** start of Records provided **

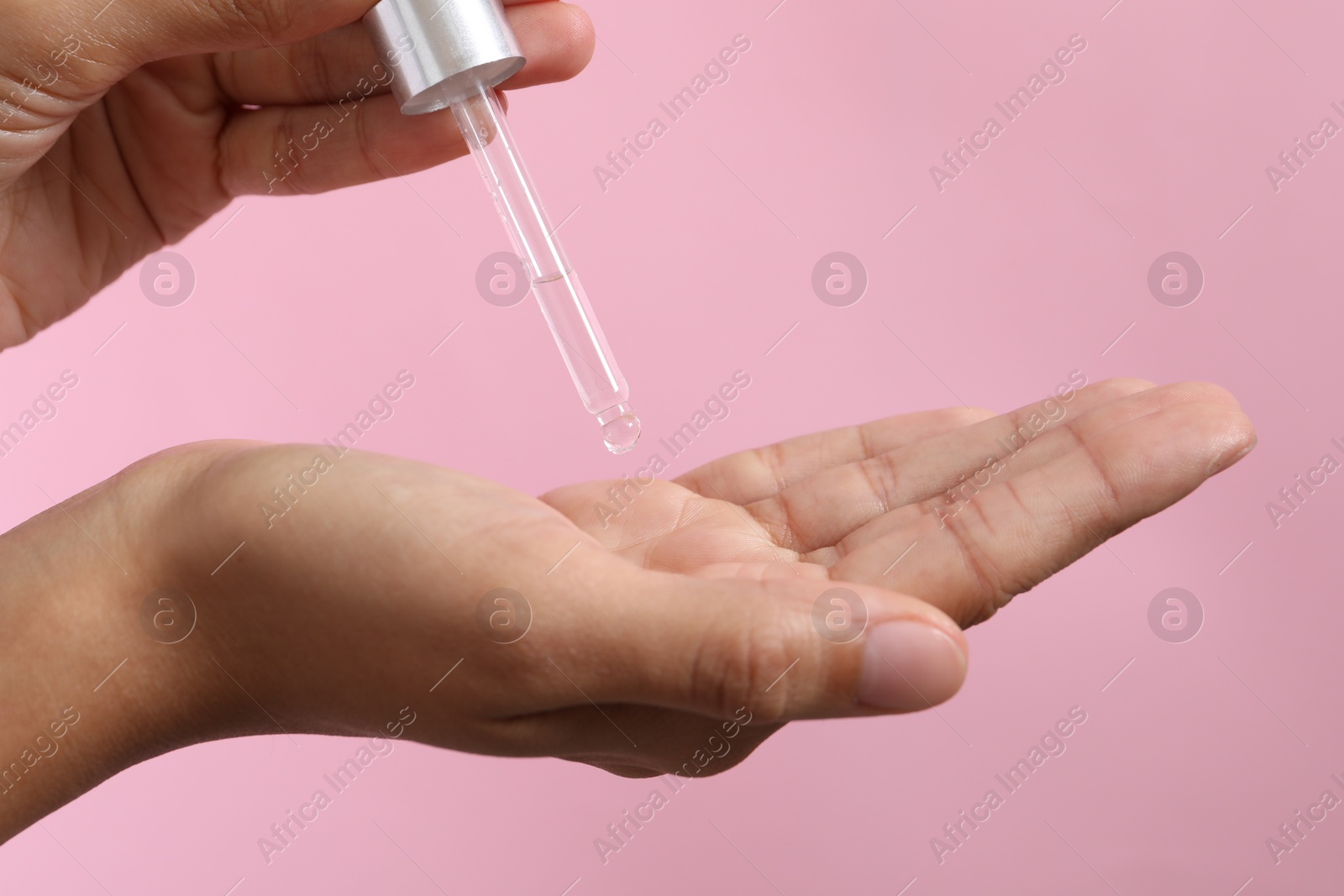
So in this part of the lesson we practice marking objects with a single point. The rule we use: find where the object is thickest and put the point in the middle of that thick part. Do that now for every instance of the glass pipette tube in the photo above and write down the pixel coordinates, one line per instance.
(564, 302)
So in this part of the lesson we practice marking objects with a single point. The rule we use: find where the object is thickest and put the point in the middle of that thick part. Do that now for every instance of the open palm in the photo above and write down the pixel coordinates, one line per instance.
(960, 508)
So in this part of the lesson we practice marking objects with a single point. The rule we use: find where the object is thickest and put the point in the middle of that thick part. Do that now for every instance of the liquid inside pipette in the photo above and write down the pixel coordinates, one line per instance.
(558, 291)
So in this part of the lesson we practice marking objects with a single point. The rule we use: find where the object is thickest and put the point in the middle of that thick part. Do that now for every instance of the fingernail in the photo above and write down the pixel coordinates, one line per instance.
(911, 665)
(1223, 463)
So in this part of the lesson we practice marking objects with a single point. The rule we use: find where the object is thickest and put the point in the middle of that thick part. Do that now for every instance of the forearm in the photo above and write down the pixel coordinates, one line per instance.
(85, 691)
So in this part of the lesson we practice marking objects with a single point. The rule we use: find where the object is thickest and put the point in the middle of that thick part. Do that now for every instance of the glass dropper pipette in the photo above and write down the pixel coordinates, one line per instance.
(558, 291)
(452, 54)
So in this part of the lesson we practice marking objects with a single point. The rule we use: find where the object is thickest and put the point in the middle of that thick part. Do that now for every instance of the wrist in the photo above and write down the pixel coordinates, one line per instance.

** end of Records provided **

Task directions:
Copy out the rows that begin with the line containing "of the open" and end with the line containing "(1223, 463)", both included, keeping the requests as they stand. Offset every point coordinate in the answers by adding 32 to each number.

Answer to the exercise:
So in this part of the lesson we practice marking objects with a single point. The rule we use: find where the object is thickest and put the point in the middle of that thick part. Do that now for every instance of the open palm in the photo above and write down the pixel coordinates, one line per instance.
(992, 540)
So in this part of the lesson we practice marking objects with a single point. The rule we use: find where the object is thickest and put the point in the middle of that thick part. Do that now for every instance of the liquid inside pipette in the photo above and write down the pixel coordinates, one line per instance.
(590, 323)
So in this part of the lesson we practice marking objects with a single point. The rule we use: find where the object is thickest and put the point in the middle of that thick part. Do that now for every instance of the fingernail in the photo above and write down the pixel coordinates, one line per instance.
(943, 697)
(1255, 495)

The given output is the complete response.